Political annihilation campaign against Kurds in Germany

As in Turkey, a political campaign of annihilation is being waged against Kurds and their institutions in the Federal Republic of Germany.

Kurdish cultural associations are stormed on flimsy grounds, Kurdish books are confiscated, social media posts are presented as "evidence", German solidary circles are facing repression because of their solidarity with the Kurds.

It is basically nothing new that Germany stands on the side of the colonial states against the freedom movement of Kurdish society. It is also known that Germany, which directs its foreign policy towards lucrative trade and export surpluses, hastened to help the Turkish state in difficult times. The tensions and crises between the two countries have once again shown us in recent months that they are domestic political games. For example, despite severe human rights violations in occupied Afrin by the Turkish state and fierce public reactions, the German Federal Government has continued its arms deliveries to the Turkish army. In addition, even the modernization of the tanks was prepared, which were prepared for the invasion of Afrin.

Germany has not abandoned this role in the international arena during the attacks on Afrin, which meant a break with international law. Chancellor Merkel made lip service and no sanctions were imposed on Turkey.

While indirectly supporting the crimes of Turkey in Kurdistan this year, the German government was disturbed by the widespread support for the resistance in Afrin and tried to prevent rallies and to extend the bans on Kurdish symbols. So, what is the approach of Germany, which has recently implemented operations similar to the Turkish political genocide operations against the Kurdish freedom movement?

◆ Information given:
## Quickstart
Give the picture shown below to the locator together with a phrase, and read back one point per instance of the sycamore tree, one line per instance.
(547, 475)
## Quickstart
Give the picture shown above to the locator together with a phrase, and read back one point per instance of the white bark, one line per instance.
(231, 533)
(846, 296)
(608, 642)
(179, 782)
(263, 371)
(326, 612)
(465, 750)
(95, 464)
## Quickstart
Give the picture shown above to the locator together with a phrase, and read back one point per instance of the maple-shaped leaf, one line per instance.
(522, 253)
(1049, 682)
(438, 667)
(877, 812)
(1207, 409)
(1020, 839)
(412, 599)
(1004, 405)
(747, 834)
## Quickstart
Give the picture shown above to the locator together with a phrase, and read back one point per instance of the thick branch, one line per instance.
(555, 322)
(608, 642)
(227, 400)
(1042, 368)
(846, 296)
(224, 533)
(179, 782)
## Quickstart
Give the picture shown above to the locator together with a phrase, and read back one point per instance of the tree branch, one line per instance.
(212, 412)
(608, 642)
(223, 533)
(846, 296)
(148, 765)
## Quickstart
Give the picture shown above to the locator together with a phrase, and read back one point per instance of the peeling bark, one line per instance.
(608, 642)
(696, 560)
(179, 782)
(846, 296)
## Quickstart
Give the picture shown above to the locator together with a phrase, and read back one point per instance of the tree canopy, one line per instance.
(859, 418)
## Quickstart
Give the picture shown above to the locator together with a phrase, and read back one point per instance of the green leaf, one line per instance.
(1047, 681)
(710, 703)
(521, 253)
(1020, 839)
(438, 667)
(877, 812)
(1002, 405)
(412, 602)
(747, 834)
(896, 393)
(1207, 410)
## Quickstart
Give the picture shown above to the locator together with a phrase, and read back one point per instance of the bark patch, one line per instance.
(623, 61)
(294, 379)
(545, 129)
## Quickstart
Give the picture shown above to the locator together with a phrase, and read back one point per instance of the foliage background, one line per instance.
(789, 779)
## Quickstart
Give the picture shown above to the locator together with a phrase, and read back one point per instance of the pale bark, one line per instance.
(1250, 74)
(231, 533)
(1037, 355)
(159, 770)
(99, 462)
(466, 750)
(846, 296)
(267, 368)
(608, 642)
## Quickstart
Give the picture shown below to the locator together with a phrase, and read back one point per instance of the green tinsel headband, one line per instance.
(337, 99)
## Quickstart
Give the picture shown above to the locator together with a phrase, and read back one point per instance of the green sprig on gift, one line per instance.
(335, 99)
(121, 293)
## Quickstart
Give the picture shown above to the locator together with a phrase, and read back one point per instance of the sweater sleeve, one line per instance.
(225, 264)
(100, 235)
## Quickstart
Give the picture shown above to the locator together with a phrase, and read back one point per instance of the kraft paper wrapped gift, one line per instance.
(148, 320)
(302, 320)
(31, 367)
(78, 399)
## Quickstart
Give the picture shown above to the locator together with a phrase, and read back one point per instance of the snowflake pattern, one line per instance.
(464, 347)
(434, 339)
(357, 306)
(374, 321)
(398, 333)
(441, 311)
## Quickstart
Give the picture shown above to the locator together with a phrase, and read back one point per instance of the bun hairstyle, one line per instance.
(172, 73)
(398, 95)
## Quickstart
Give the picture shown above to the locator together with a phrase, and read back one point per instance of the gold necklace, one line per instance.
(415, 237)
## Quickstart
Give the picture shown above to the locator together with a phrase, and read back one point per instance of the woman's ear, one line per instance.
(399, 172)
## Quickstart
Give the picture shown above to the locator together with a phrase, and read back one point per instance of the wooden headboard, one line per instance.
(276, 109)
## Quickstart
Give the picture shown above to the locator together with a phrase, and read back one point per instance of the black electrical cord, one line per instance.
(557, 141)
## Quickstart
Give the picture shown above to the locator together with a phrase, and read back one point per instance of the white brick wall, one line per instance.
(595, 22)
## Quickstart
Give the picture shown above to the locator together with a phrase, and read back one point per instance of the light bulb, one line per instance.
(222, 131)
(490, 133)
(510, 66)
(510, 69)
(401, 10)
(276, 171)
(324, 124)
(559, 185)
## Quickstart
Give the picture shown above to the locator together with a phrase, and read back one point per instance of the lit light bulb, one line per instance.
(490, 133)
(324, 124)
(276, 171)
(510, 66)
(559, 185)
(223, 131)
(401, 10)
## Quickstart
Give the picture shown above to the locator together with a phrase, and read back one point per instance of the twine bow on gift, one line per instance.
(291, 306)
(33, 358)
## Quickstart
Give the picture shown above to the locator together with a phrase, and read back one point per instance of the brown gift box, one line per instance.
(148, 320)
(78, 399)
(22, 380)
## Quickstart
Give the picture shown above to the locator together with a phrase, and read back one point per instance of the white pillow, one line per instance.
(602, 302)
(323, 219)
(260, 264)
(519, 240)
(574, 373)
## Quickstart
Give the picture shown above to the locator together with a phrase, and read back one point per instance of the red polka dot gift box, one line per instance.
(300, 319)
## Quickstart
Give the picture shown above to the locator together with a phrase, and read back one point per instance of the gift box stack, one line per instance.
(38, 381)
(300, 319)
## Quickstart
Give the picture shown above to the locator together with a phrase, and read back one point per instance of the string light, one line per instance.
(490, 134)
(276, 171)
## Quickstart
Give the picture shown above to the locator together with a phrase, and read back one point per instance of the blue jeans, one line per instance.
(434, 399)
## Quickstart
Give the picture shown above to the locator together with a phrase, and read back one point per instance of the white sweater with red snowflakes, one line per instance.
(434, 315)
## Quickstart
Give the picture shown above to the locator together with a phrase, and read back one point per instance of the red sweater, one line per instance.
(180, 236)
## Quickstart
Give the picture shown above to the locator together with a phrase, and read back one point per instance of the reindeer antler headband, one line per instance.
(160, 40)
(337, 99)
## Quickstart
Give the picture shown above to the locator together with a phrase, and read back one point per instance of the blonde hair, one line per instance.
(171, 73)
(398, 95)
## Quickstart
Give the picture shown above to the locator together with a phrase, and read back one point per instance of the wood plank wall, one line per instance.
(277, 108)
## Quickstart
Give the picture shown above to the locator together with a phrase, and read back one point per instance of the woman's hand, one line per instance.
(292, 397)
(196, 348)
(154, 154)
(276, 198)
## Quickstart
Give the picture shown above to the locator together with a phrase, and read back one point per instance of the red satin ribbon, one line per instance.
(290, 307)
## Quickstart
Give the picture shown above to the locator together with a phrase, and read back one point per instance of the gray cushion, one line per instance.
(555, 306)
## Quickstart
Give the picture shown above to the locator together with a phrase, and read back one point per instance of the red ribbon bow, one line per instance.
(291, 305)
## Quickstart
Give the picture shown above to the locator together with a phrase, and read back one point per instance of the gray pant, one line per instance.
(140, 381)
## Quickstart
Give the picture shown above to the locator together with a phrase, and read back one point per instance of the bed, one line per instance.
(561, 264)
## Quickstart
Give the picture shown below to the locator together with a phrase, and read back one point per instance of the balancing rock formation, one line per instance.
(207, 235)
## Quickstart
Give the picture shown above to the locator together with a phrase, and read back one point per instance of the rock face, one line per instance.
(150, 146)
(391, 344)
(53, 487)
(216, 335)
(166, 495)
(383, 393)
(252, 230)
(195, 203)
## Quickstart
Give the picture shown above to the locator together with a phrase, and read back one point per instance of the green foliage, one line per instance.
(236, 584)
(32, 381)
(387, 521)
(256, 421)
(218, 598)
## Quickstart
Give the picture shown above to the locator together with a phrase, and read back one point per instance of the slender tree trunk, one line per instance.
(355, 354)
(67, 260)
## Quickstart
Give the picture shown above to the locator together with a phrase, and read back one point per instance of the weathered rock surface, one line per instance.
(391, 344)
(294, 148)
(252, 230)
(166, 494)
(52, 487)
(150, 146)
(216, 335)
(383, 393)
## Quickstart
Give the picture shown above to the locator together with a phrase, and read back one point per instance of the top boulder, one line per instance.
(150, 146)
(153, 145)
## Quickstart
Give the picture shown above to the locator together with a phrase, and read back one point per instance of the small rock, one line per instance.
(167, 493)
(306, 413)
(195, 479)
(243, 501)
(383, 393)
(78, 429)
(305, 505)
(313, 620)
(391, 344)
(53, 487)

◆ Tasks for this exercise:
1) Answer these questions using the article on Kurds in Germany:
(a) What Kurdish items does the article say are confiscated?
(b) What did the German Federal Government keep sending the Turkish army despite the human rights violations in Afrin?
(c) Who does the article say "made lip service"?
2) Transcribe the part of the article on Kurds in Germany between "It is basically" and "invasion of Afrin.", inclusive.
3) Go on with the article on Kurds in Germany, picking up after its final sentence.

◆ Results in order:
1)
(a) Kurdish books
(b) Arms deliveries
(c) Chancellor Merkel

2)
It is basically nothing new that Germany stands on the side of the colonial states against the freedom movement of Kurdish society. It is also known that Germany, which directs its foreign policy towards lucrative trade and export surpluses, hastened to help the Turkish state in difficult times. The tensions and crises between the two countries have once again shown us in recent months that they are domestic political games. For example, despite severe human rights violations in occupied Afrin by the Turkish state and fierce public reactions, the German Federal Government has continued its arms deliveries to the Turkish army. In addition, even the modernization of the tanks was prepared, which were prepared for the invasion of Afrin.

3)
The role of Germany

Known for its historically deep ties with Turkey and the Ottoman Empire, Germany has assumed international responsibility for the suppression of the Kurdish freedom movement after the PKK's armed struggle began on 15 August 1984. This role has been taken on the one hand because of the Kurdish population living in their country, on the other hand because of its important role within NATO during the Cold War.

The concept of NATO for the suppression of freedom movements was used against the PKK in late 1984 and early 1985. The aim was to break international support for the resistance that had begun in Kurdistan. Important pillars of this concept were the operations against the PKK in the 1980s, not only in Germany but also in a large number of European countries, as well as strong military support for the Turkish state.

At the beginning of the 1990s, Helmut Kohl's government was looking for new methods, given that the number of Kurdish population in Germany was rising due to the migration wave. In order to stifle the Kurdish freedom movement internationally and to severe the Kurds who came to Germany from the resistance, all activities of the PKK were banned. On 26 November 1993, the prohibition was issued.

In the 53-page letter prepared by the then Minister of the Interior, Manfred Kanther, the rallies of the Kurds - with the aim of publicizing the events in Kurdistan - were criminalized, while nothing was said about the crimes of the Turkish state in Kurdistan. On the day of the PKK ban, the news agency KURD-HA, the magazine Berxwedan, the Federation FEYKA-Kurdistan and exactly 30 associations and information centers were closed with the same decision and the corresponding publications ceased. However, despite repression and violence, Kurdish society stood behind their institutions.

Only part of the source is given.